- _ENTRIES PROVIDED_:
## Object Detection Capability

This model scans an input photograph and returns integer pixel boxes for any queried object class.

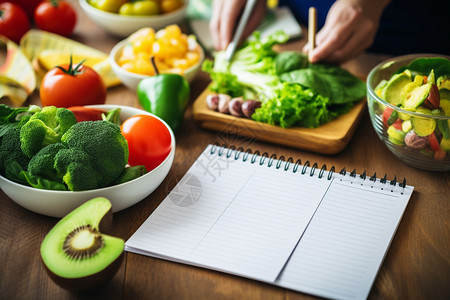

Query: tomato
[68,106,106,122]
[0,2,30,43]
[39,64,106,107]
[120,114,172,171]
[34,0,77,36]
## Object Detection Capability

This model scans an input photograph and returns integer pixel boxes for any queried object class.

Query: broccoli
[27,143,67,182]
[20,106,77,158]
[61,120,129,187]
[53,148,102,191]
[0,127,29,176]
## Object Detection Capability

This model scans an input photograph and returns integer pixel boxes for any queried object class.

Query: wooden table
[0,4,450,299]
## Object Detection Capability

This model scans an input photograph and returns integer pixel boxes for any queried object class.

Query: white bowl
[109,39,205,91]
[0,105,175,218]
[79,0,188,37]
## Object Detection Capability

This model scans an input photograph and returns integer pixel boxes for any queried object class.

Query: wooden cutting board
[193,88,366,154]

- _EXERCISE DIRECTIONS_: Please lay out the whole listing above as a numbered list with one line per entry, leaving out blank lines and the pictures.

- _RESULT FOR THIS EXERCISE_:
1. ## Object Detection Capability
2. This model scans an input photograph and returns integer pixel boxes for any queried object class.
3. Query: tomato
4. [68,106,106,122]
5. [0,2,30,43]
6. [39,64,106,107]
7. [120,114,172,171]
8. [34,0,77,36]
9. ## Object Detection Capability
10. This model scans an input photograph and returns integer pixel boxes for any queried object class.
11. Query: broccoli
12. [27,143,67,182]
13. [20,106,77,158]
14. [61,120,129,187]
15. [53,148,102,191]
16. [0,127,29,176]
17. ## Object Detection Capability
18. This model scans an input photograph and returns integer pixel boxes for any queried object class.
19. Query: wooden table
20. [0,4,450,299]
21. ## Object Detection Capability
22. This model scans an input photograph and returns integer pixel boxes for any queried object class.
23. Query: white bowl
24. [109,39,205,91]
25. [0,105,175,218]
26. [79,0,188,37]
27. ## Object Detection Capability
28. This model scans an input photograph and returns integer pixel boxes for any queried object class.
29. Query: wooden cutting board
30. [193,88,366,154]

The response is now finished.